— start Stored records —

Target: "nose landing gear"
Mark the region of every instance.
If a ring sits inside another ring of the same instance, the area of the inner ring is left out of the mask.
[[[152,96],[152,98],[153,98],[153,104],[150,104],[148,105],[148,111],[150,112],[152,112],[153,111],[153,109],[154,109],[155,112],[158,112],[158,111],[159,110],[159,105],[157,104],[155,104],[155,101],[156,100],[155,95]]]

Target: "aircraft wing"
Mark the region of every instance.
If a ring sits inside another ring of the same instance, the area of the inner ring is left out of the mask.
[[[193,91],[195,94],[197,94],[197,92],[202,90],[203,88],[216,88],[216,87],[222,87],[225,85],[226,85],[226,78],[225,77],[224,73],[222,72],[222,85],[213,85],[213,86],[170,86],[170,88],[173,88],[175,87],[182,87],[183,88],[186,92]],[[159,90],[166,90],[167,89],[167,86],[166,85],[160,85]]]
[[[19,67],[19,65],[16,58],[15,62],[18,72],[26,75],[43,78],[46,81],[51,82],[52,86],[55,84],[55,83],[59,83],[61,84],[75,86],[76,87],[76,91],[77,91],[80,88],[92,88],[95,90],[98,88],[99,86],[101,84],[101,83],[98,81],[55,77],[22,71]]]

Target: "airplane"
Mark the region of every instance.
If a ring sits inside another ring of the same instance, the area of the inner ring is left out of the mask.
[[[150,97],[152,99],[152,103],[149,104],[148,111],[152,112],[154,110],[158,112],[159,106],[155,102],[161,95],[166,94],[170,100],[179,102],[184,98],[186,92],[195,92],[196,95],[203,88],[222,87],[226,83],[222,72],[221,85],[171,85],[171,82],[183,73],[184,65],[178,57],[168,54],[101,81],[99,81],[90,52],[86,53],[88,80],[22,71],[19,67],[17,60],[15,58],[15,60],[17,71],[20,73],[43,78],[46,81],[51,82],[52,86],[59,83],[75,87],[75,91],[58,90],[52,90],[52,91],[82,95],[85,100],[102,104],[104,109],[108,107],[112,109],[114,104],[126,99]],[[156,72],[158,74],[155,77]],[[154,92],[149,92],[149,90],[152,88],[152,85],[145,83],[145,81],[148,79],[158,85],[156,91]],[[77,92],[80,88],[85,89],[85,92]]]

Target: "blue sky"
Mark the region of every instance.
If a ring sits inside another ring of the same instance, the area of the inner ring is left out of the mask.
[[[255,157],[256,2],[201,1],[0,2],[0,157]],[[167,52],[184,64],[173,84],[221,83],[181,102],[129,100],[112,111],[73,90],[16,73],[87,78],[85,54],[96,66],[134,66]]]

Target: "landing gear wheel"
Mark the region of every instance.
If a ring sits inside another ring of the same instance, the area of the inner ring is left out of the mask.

— end Stored records —
— start Stored records —

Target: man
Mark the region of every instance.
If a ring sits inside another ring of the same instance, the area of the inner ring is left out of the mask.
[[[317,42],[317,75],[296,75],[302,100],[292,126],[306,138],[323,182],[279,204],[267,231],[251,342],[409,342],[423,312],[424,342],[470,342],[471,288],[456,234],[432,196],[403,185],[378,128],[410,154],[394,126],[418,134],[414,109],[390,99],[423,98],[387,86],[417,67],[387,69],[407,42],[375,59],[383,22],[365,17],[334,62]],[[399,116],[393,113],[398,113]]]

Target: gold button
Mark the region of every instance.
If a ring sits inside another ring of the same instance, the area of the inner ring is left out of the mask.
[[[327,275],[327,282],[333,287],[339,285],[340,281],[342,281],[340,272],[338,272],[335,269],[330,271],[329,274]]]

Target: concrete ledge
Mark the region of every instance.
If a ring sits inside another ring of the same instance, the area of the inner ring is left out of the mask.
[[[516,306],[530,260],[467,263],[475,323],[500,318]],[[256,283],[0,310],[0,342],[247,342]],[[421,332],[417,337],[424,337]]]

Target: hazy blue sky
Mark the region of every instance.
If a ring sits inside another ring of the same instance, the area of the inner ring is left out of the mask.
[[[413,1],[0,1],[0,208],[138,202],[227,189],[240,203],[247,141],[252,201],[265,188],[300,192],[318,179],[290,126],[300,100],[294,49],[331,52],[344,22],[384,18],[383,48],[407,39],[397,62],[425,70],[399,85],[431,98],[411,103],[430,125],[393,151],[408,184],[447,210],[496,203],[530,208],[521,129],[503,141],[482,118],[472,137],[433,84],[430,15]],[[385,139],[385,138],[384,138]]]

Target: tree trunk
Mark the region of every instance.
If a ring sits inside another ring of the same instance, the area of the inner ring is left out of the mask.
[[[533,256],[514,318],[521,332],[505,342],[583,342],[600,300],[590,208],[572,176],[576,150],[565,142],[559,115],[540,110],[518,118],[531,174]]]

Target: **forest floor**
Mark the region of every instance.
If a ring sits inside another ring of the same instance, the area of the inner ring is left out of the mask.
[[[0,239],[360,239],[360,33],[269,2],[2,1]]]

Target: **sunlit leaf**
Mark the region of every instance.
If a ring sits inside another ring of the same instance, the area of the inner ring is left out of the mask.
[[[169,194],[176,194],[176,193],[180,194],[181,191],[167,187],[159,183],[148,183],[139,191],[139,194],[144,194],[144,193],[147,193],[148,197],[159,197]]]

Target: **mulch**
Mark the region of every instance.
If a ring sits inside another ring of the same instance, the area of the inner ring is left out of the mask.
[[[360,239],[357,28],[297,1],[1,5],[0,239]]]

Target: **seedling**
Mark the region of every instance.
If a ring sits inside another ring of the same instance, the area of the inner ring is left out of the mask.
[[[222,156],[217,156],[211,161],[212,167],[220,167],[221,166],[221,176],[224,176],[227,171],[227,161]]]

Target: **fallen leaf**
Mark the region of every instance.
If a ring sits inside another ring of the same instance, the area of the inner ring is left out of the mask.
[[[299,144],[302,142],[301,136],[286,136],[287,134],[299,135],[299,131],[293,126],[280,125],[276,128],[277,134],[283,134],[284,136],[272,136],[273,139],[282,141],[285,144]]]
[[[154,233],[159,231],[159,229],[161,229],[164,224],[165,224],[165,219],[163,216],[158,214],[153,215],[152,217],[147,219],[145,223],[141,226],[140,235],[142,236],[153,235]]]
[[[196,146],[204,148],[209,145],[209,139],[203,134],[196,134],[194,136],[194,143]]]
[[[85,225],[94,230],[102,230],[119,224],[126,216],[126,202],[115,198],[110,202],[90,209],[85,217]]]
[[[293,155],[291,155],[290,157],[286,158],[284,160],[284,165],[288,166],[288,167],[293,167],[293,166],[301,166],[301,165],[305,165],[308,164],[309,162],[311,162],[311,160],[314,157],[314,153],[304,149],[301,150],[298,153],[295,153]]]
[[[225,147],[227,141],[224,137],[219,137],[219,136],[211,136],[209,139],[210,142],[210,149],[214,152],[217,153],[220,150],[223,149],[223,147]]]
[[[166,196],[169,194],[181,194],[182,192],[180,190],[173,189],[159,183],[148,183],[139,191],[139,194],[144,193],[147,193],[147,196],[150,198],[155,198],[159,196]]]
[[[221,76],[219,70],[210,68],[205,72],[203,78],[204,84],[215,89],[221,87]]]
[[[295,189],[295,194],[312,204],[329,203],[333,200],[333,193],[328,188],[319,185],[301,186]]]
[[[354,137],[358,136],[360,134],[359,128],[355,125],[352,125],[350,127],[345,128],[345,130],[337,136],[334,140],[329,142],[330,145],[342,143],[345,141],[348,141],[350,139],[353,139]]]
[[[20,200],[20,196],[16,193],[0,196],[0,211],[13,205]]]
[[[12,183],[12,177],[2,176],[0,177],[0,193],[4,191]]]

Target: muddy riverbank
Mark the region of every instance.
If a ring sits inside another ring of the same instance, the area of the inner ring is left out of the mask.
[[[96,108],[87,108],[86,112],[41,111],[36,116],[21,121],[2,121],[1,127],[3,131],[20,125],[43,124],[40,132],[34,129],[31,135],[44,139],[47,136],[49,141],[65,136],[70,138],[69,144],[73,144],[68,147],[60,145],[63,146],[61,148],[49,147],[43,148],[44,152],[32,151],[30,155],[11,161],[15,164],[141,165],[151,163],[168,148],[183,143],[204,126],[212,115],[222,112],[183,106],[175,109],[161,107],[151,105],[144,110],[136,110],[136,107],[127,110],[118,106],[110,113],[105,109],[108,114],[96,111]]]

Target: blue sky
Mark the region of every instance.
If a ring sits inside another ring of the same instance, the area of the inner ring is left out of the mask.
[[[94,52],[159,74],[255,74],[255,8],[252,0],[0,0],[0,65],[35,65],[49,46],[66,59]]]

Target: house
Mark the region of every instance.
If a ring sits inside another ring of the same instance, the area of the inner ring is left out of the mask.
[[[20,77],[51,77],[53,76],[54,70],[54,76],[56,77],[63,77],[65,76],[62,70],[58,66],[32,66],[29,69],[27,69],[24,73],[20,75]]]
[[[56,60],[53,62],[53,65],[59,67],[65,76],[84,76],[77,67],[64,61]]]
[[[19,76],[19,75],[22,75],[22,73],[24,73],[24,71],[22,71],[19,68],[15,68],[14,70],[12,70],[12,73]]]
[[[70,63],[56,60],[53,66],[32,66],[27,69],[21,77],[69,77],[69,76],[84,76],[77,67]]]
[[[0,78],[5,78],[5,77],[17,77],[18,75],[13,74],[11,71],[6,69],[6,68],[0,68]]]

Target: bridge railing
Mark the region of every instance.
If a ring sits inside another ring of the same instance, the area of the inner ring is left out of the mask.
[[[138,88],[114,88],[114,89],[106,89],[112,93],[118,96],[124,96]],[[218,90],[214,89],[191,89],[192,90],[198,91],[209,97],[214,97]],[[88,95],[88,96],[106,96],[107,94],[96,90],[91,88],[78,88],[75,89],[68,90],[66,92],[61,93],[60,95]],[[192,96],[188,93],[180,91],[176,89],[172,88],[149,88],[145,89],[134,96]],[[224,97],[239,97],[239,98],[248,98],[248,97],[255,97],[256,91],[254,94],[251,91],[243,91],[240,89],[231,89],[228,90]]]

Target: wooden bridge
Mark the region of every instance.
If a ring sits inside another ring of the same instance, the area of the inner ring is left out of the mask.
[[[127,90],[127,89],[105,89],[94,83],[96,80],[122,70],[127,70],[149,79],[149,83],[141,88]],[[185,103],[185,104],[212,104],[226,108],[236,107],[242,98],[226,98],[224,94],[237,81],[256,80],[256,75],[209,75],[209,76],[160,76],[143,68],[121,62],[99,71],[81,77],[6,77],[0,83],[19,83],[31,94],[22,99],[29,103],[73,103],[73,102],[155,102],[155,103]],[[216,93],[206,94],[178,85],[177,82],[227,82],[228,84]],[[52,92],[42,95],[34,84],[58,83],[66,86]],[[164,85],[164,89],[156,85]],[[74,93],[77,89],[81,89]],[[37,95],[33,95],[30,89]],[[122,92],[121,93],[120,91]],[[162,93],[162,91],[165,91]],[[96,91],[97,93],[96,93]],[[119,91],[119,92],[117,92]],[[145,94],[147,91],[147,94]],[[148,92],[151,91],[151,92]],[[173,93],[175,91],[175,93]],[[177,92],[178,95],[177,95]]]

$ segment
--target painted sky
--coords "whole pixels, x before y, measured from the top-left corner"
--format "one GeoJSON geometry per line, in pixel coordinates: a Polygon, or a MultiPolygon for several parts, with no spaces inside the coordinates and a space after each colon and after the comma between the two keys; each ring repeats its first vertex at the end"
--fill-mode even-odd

— end Stored records —

Can you output the records as a two-column CSV with the columns request and answer, starting with the line containing "Target: **fallen leaf**" and going on through the line containing "[[[12,183],[12,177],[2,176],[0,177],[0,193],[4,191]]]", one row per record? Put the text and the answer each in a single quoted field, with line breaks replaced by spaces.

Problem solution:
request,answer
"Target: **fallen leaf** Mark the region of every instance. If a ring sits inside another ring of the same instance, the area of the inner ring is left out of the mask.","[[[299,144],[302,142],[301,136],[286,136],[287,134],[299,135],[299,131],[293,126],[280,125],[276,128],[277,134],[283,134],[284,136],[272,136],[273,139],[282,141],[285,144]]] [[[154,233],[159,231],[159,229],[161,229],[164,224],[165,224],[165,219],[163,216],[158,214],[153,215],[152,217],[147,219],[145,223],[141,226],[140,235],[142,236],[153,235]]] [[[196,146],[204,148],[209,145],[209,139],[203,134],[196,134],[194,136],[194,143]]] [[[85,225],[94,230],[102,230],[119,224],[126,216],[126,202],[115,198],[110,202],[90,209],[85,217]]] [[[293,155],[291,155],[290,157],[286,158],[284,160],[284,165],[288,166],[288,167],[293,167],[293,166],[301,166],[301,165],[305,165],[308,164],[309,162],[311,162],[311,160],[314,157],[314,153],[304,149],[301,150],[298,153],[295,153]]] [[[225,147],[227,141],[224,137],[219,137],[219,136],[211,136],[209,139],[210,142],[210,149],[214,152],[217,153],[220,150],[223,149],[223,147]]] [[[166,196],[169,194],[181,194],[182,192],[180,190],[173,189],[159,183],[148,183],[139,191],[139,194],[144,193],[147,193],[147,196],[150,198],[155,198],[159,196]]] [[[221,76],[219,70],[210,68],[205,72],[203,78],[204,84],[215,89],[221,87]]] [[[295,189],[295,194],[312,204],[329,203],[333,200],[333,193],[328,188],[319,185],[301,186]]] [[[354,137],[358,136],[360,134],[359,128],[355,125],[352,125],[350,127],[345,128],[345,130],[337,136],[334,140],[329,142],[330,145],[342,143],[345,141],[348,141],[350,139],[353,139]]] [[[20,200],[20,196],[16,193],[0,196],[0,211],[13,205]]] [[[12,183],[12,177],[2,176],[0,177],[0,193],[4,191]]]"